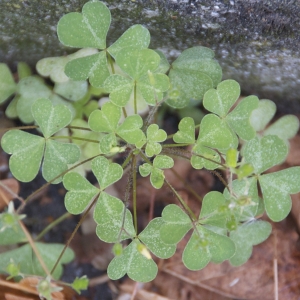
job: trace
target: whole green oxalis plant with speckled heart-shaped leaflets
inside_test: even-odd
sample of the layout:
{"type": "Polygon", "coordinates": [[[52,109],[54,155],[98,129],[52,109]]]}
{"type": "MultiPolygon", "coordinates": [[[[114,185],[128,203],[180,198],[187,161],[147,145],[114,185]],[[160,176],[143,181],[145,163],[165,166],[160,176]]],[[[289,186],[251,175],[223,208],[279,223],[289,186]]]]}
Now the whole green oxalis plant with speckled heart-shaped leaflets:
{"type": "MultiPolygon", "coordinates": [[[[108,46],[110,23],[110,11],[99,1],[87,2],[81,13],[60,19],[60,42],[82,49],[38,62],[38,73],[50,77],[53,86],[32,76],[24,66],[15,83],[1,65],[1,101],[15,94],[6,114],[33,123],[2,137],[3,150],[11,154],[11,173],[19,181],[30,182],[41,169],[48,184],[62,182],[67,211],[84,213],[79,225],[94,209],[97,236],[114,244],[115,257],[107,269],[113,280],[126,274],[139,282],[153,280],[158,271],[153,257],[172,257],[188,232],[192,234],[182,253],[188,269],[200,270],[209,262],[225,260],[242,265],[253,246],[271,234],[271,224],[261,219],[263,214],[274,222],[283,220],[291,210],[290,194],[300,191],[300,167],[268,171],[286,159],[288,139],[297,133],[298,119],[288,115],[267,126],[275,104],[256,96],[240,99],[236,81],[221,81],[222,71],[212,50],[193,47],[170,64],[162,52],[148,49],[150,34],[141,25],[133,25],[108,46]],[[109,100],[98,108],[95,98],[102,94],[109,100]],[[202,101],[209,112],[200,124],[185,117],[178,131],[167,136],[154,122],[162,103],[180,109],[191,101],[202,101]],[[32,128],[37,134],[24,131],[32,128]],[[123,163],[114,162],[121,155],[126,157],[123,163]],[[223,193],[207,193],[200,212],[193,211],[165,177],[174,159],[189,160],[195,169],[223,172],[223,193]],[[98,187],[85,178],[86,170],[95,175],[98,187]],[[123,176],[128,183],[124,198],[119,199],[106,189],[123,176]],[[175,202],[142,231],[137,222],[138,176],[148,177],[155,189],[169,188],[175,202]]],[[[19,225],[23,217],[13,205],[1,214],[2,241],[24,241],[19,225]]],[[[36,243],[42,255],[45,246],[49,249],[36,243]]],[[[56,263],[48,262],[55,266],[44,280],[58,278],[61,270],[55,273],[56,267],[72,259],[70,254],[63,260],[71,251],[67,246],[57,248],[61,255],[56,263]]],[[[17,277],[39,269],[37,274],[45,276],[38,262],[26,269],[24,253],[30,250],[26,244],[0,254],[2,271],[17,277]]],[[[87,284],[86,278],[80,280],[73,284],[77,291],[87,284]]],[[[51,290],[47,293],[42,295],[50,299],[51,290]]]]}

+---+

• _EXERCISE OBJECTIVE_
Transcribe each record exactly as it stands, setting aside any pictures.

• _RESULT OF THE TASK_
job: trace
target: whole green oxalis plant with speckled heart-shaped leaflets
inside_test: even-odd
sample of the layout:
{"type": "Polygon", "coordinates": [[[52,109],[54,155],[98,129],[52,109]]]}
{"type": "MultiPolygon", "coordinates": [[[[114,185],[128,203],[180,198],[187,161],[147,145],[114,185]],[[160,176],[143,181],[145,163],[165,166],[160,176]]],[[[289,186],[251,175],[223,208],[279,223],[289,186]]]]}
Now the whole green oxalis plant with speckled heart-shaped leaflets:
{"type": "MultiPolygon", "coordinates": [[[[108,46],[110,23],[110,11],[99,1],[87,2],[81,13],[60,19],[60,42],[82,49],[38,62],[38,73],[50,77],[53,86],[32,76],[24,66],[15,83],[1,65],[1,101],[15,94],[6,114],[33,123],[2,137],[3,150],[11,154],[11,173],[19,181],[30,182],[41,169],[48,184],[62,182],[67,211],[84,213],[79,225],[94,209],[97,236],[114,244],[115,257],[107,269],[113,280],[126,274],[139,282],[153,280],[158,271],[153,257],[172,257],[188,232],[192,234],[182,253],[188,269],[200,270],[209,262],[225,260],[242,265],[253,246],[271,234],[271,224],[261,219],[263,214],[274,222],[283,220],[291,210],[290,194],[300,191],[300,167],[268,171],[286,159],[288,139],[297,133],[298,119],[288,115],[267,126],[275,104],[256,96],[240,99],[236,81],[221,81],[222,71],[212,50],[193,47],[170,64],[162,52],[148,49],[150,34],[141,25],[133,25],[108,46]],[[109,100],[98,108],[95,98],[102,94],[109,100]],[[202,101],[209,112],[200,124],[185,117],[178,131],[167,136],[154,122],[162,103],[180,109],[191,101],[202,101]],[[32,128],[37,134],[24,131],[32,128]],[[123,163],[114,162],[121,155],[126,157],[123,163]],[[223,193],[207,193],[200,212],[193,211],[165,177],[174,159],[189,160],[195,169],[223,172],[223,193]],[[98,187],[85,178],[86,170],[95,175],[98,187]],[[123,176],[128,183],[124,198],[119,199],[106,189],[123,176]],[[175,202],[142,231],[137,222],[138,176],[148,177],[155,189],[169,188],[175,202]]],[[[19,225],[23,217],[13,205],[1,214],[2,241],[24,241],[19,225]]],[[[36,243],[42,255],[45,246],[49,249],[36,243]]],[[[56,263],[48,262],[55,266],[44,280],[58,278],[61,270],[55,273],[56,267],[72,259],[70,254],[63,260],[71,251],[67,246],[57,248],[61,255],[56,263]]],[[[17,277],[39,269],[37,274],[45,276],[38,262],[26,269],[24,253],[30,250],[26,244],[0,254],[2,271],[17,277]]],[[[87,284],[86,278],[80,280],[73,284],[77,291],[87,284]]],[[[51,290],[47,293],[42,295],[50,299],[51,290]]]]}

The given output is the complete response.